Natural language region descriptions:
....

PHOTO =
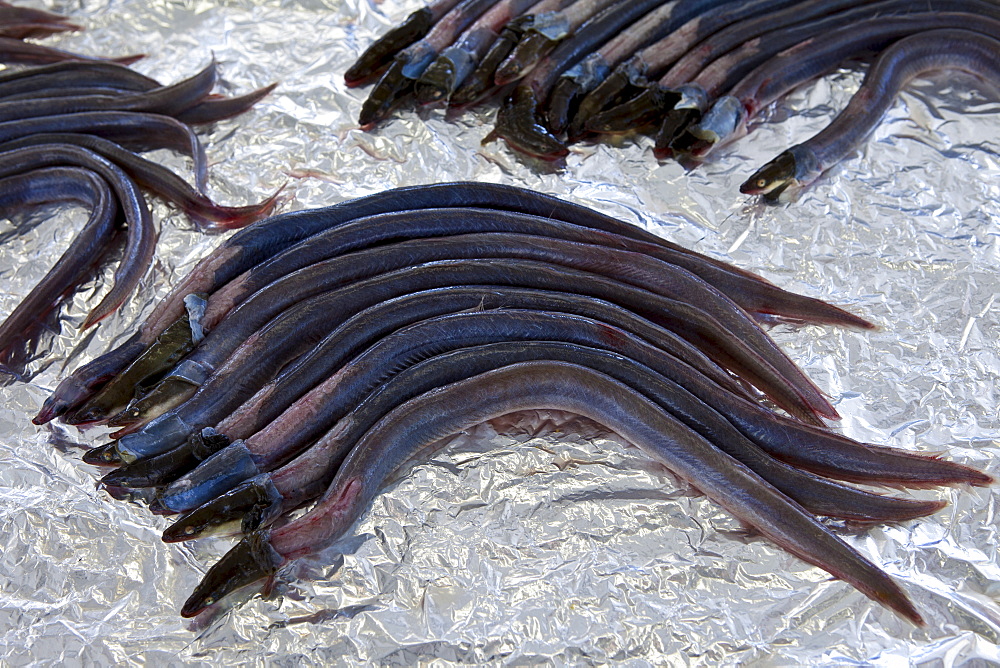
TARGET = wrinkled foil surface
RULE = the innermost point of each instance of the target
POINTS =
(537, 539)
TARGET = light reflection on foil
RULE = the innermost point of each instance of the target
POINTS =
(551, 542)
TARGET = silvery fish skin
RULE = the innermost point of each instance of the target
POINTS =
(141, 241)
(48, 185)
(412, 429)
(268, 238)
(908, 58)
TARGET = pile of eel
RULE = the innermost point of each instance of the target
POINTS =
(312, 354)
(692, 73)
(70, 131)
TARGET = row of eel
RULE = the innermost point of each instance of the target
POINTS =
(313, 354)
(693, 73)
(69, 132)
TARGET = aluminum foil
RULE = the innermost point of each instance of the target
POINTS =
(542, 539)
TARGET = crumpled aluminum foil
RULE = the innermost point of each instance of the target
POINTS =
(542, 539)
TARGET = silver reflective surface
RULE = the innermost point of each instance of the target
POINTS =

....

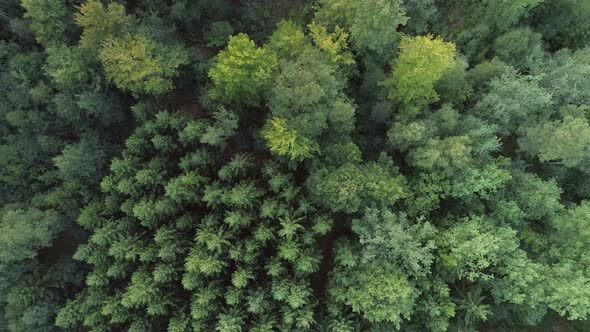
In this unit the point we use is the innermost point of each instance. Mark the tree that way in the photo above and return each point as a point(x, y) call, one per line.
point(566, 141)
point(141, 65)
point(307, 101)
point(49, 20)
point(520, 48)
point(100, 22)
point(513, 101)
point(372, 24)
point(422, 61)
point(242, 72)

....

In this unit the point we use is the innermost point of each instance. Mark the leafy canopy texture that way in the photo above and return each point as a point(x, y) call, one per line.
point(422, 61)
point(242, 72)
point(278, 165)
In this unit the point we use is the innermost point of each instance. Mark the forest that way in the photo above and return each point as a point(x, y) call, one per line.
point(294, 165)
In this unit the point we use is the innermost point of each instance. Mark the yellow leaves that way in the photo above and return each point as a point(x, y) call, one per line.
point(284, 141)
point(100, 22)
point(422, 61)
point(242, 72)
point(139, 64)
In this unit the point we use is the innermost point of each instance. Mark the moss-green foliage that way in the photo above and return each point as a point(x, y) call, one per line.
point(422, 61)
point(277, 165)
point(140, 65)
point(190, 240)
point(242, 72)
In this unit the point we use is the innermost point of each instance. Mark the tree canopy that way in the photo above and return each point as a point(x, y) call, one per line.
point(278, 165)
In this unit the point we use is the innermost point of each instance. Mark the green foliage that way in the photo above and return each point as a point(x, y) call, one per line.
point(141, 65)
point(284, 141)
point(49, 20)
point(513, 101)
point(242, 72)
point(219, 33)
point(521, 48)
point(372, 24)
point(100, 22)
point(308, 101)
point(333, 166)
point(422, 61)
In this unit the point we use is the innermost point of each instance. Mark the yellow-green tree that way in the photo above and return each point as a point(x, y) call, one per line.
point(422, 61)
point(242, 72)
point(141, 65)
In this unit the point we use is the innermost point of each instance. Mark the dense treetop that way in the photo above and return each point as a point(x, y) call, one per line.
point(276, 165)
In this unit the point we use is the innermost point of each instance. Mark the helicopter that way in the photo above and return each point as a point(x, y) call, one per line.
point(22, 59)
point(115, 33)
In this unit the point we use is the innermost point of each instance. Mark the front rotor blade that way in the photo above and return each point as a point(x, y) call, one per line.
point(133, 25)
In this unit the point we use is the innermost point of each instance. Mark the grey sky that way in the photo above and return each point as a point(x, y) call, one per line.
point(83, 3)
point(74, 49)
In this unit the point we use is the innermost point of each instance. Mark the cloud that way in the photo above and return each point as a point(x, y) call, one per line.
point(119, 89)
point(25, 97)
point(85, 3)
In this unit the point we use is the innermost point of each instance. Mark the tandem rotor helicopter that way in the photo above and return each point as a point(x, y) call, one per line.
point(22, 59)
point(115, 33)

....

All lines above in which the word "aluminum" occurs should be identified and copied.

TARGET = aluminum foil
TARGET = crumpled aluminum foil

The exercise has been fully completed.